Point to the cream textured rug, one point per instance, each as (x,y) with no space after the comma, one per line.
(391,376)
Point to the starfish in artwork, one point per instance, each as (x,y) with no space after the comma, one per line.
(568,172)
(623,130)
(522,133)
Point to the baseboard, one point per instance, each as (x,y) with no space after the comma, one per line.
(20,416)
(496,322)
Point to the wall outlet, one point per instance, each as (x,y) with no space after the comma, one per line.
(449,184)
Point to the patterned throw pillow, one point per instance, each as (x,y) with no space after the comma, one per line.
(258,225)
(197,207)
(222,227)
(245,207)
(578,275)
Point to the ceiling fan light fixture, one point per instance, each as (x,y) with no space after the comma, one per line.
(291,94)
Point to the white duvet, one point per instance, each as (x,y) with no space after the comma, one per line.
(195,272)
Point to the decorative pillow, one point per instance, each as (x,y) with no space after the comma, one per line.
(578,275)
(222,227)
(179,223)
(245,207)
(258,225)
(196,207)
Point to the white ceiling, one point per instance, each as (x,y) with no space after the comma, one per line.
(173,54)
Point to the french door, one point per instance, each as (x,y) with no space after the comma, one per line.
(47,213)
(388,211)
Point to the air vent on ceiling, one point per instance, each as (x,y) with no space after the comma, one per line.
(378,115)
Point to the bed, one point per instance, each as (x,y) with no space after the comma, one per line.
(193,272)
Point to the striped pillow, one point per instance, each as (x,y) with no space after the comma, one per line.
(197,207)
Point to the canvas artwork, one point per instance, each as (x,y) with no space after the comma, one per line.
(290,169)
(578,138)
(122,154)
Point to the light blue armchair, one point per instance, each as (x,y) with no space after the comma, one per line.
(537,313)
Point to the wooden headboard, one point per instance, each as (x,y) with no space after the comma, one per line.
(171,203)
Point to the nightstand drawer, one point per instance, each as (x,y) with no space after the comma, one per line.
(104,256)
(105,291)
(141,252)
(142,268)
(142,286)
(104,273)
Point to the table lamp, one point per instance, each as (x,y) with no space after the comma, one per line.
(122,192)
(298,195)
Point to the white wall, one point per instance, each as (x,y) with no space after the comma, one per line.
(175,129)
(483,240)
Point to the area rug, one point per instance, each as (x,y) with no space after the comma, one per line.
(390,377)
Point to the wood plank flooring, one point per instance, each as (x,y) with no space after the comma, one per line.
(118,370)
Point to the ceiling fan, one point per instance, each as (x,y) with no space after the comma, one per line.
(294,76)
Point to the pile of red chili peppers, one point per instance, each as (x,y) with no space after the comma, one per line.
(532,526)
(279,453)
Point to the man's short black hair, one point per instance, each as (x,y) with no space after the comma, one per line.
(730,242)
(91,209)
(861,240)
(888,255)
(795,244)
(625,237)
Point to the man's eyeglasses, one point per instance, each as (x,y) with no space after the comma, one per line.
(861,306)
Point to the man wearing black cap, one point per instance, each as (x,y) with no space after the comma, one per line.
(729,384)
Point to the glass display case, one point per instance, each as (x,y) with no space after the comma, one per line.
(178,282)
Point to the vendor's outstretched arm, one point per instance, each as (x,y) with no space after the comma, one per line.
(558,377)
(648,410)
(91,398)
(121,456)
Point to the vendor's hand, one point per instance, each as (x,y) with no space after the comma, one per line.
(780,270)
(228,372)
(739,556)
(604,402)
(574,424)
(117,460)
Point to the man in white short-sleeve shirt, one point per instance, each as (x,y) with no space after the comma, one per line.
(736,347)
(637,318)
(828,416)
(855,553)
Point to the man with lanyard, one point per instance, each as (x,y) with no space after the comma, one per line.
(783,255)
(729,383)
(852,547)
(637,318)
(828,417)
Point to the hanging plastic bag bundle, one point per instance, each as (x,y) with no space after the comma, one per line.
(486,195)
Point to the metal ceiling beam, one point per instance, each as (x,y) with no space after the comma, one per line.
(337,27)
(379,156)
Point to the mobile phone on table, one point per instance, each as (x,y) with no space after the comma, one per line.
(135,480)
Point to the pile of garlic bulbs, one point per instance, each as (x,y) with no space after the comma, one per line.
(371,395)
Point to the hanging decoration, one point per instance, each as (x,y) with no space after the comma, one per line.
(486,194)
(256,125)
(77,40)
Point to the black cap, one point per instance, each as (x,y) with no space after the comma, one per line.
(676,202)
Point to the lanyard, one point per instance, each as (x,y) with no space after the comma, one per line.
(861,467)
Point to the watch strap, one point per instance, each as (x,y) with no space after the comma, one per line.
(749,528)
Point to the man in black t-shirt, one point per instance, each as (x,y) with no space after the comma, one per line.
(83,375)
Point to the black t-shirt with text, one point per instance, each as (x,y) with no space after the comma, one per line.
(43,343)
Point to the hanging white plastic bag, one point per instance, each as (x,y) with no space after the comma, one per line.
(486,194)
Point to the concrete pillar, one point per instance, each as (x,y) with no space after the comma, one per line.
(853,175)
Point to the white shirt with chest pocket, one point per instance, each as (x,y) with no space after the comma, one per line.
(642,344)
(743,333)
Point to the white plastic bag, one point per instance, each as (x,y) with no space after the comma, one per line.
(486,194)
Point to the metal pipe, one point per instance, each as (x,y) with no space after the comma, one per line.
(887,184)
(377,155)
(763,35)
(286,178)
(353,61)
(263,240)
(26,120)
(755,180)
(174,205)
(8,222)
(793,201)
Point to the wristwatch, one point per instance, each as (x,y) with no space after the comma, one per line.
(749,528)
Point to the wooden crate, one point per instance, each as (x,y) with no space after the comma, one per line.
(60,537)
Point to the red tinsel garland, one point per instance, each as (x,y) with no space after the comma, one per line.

* What you are asked to do
The records above should be repeated word for word.

* Exercise response
Point to the cream textured rug, one point per instance, each as (x,y) with no space after the comma, one per line.
(391,376)
Point to the starfish in artwork, one point per instance, each as (x,y) with no space after the comma, one per line.
(568,172)
(623,130)
(522,133)
Point to the baseboard, one point per instance, each as (x,y) with no space after the comma, one per line.
(20,416)
(496,322)
Point to the wall outlet, one point per instance, each as (x,y) with no space after the comma, one per line.
(449,184)
Point to the patterned throw pillow, one point per instance, each as (x,y) with no space after the comma, one per line.
(258,225)
(197,207)
(222,227)
(245,207)
(578,275)
Point to the ceiling fan light fixture, one point per instance, each as (x,y) with no space after the comma, one per line.
(291,94)
Point to the white duvet, one point per instance, each as (x,y) with no space after the comma, one per line.
(195,272)
Point to the decorative pillow, one point per instance, each as (x,y) with no space after the comma, one per line.
(578,275)
(222,227)
(179,223)
(245,207)
(258,225)
(196,207)
Point to the white ceiling, one point per instance, each as (x,y) with no space after the comma, one per line.
(173,54)
Point to the french door, one point per instance, each as (x,y) with no space after the comma, one per line.
(47,213)
(388,211)
Point to the air vent on ceiling, one point per instance, each as (x,y) with no space after the comma, one per line.
(378,115)
Point to the bed, one point per instance, each as (x,y) with no space after the comma, one per line.
(193,272)
Point to the striped pillow, one point per instance, each as (x,y) with no space after the comma, one per line.
(197,207)
Point to the canvas artwork, one point per instance, each as (x,y) with no space after the comma, one per line.
(290,169)
(578,138)
(122,154)
Point to the light blue armchair, one point per instance, each as (x,y) with no space after the comma, one per line.
(537,313)
Point to the wooden headboard, one point per instance, each as (x,y) with no space after the comma, one per line.
(171,203)
Point to the nightstand drawer, one point per instance, each as (x,y) with no space after the comma, one per line.
(104,256)
(105,291)
(141,252)
(142,268)
(142,286)
(104,273)
Point to the table lamp, one point per instance, each as (x,y) with no space after the comma, one per line.
(122,192)
(298,195)
Point to the white wall, one point per instance, each as (x,y) with no space after the comma, one per line.
(175,129)
(483,240)
Point to the area rug, one point per instance, each as (x,y) with no space after the comma, one per line.
(390,377)
Point to the wood plank flooring, one point per instance, each as (x,y) with no space after the comma, one per line.
(118,370)
Point to the ceiling fan, one point per instance, each as (x,y) with no space after the comma, one per line.
(294,76)
Point to the pile of red chili peppers, one point per instance, each as (x,y) with no space after the comma, one per line.
(532,526)
(279,453)
Point to the man's short black hair, one point per instance, each as (x,y) with no space after the comma, one per line.
(730,242)
(91,209)
(861,240)
(888,255)
(795,244)
(625,237)
Point to the man's eyeglasses, one point per instance, each as (x,y) with no space after the comma, one per line.
(861,306)
Point to the man wearing black cap, one point per instance, each as (x,y) with no space after the comma, one per line.
(729,384)
Point to the glass display case, one point per instance, each as (x,y) with no space after the comma, one per line.
(178,282)
Point to the vendor's outstretched arm, one point per instance, each as (x,y) with no space after the comma, one per line.
(558,377)
(648,410)
(91,398)
(121,456)
Point to the vendor's hand, one point per instance, each as (x,y) with no space after the comma, one per line.
(780,270)
(228,372)
(739,556)
(604,402)
(574,424)
(117,460)
Point to the man in white short-sleeve shirt, one point per instance, each as (x,y) with no space after the comma, one per line.
(736,347)
(637,318)
(828,416)
(855,553)
Point to the man with lanyard, one point per instance, each as (x,y) with no space after the comma, one per line.
(783,255)
(729,383)
(852,547)
(637,318)
(828,417)
Point to the hanging plastic bag bundle, one point per instance, each as (x,y) with no space after the comma, one per line.
(486,195)
Point to the metal ceiling beam, one point per instance, each as (x,y) with no space after the comma, one per line.
(337,27)
(379,156)
Point to the mobile phone on table, one point per instance, each as (x,y) with no space after the comma, one per line.
(135,480)
Point to the pile of garlic bulbs, one point per instance, each as (x,y) with no space after the comma, one per line.
(371,395)
Point to the hanging decoration, one point per instance, each as (x,y) with no space after the comma, one per line.
(486,194)
(256,125)
(77,40)
Point to the black cap, one point per instance, each as (x,y) with no space after the comma, one per line.
(676,202)
Point to the lanyard, one point per instance, each as (x,y) with no space after the comma, one per line.
(861,467)
Point to the watch strap, one point per instance, each as (x,y) with no space after the comma, one per line.
(749,528)
Point to the man in black t-shirt, one point per instance, each as (x,y) with no space after the comma, one per line.
(83,375)
Point to the black t-shirt with text, one point per instance, each as (x,y) with no space after the comma, one per line.
(43,343)
Point to the hanging white plastic bag, one point per instance, each as (x,y) with no space after the comma, one per line.
(486,194)
Point to the concrete pillar, one point per instance, each as (x,y) with no space after the comma, one per line.
(853,175)
Point to the white shirt with chest pocket, one point per instance, each as (x,y) with no space after the comma, one per line.
(642,344)
(743,333)
Point to the white plastic bag, one point per instance, each as (x,y) with no space after the comma, one per line.
(486,194)
Point to the metal pipe, one point per instance, each as (x,y) with no space after the comma, one per line.
(887,184)
(377,155)
(763,35)
(286,178)
(353,61)
(263,240)
(26,120)
(755,180)
(174,205)
(8,222)
(793,201)
Point to the wristwatch, one point per instance, each as (x,y) with no space after the comma, one per line.
(749,528)
Point to the wooden crate, one point per instance, each as (x,y) with no space after the comma, one per line.
(60,537)
Point to the red tinsel garland, one point per instance, each as (x,y) with no space after the comma, one per line.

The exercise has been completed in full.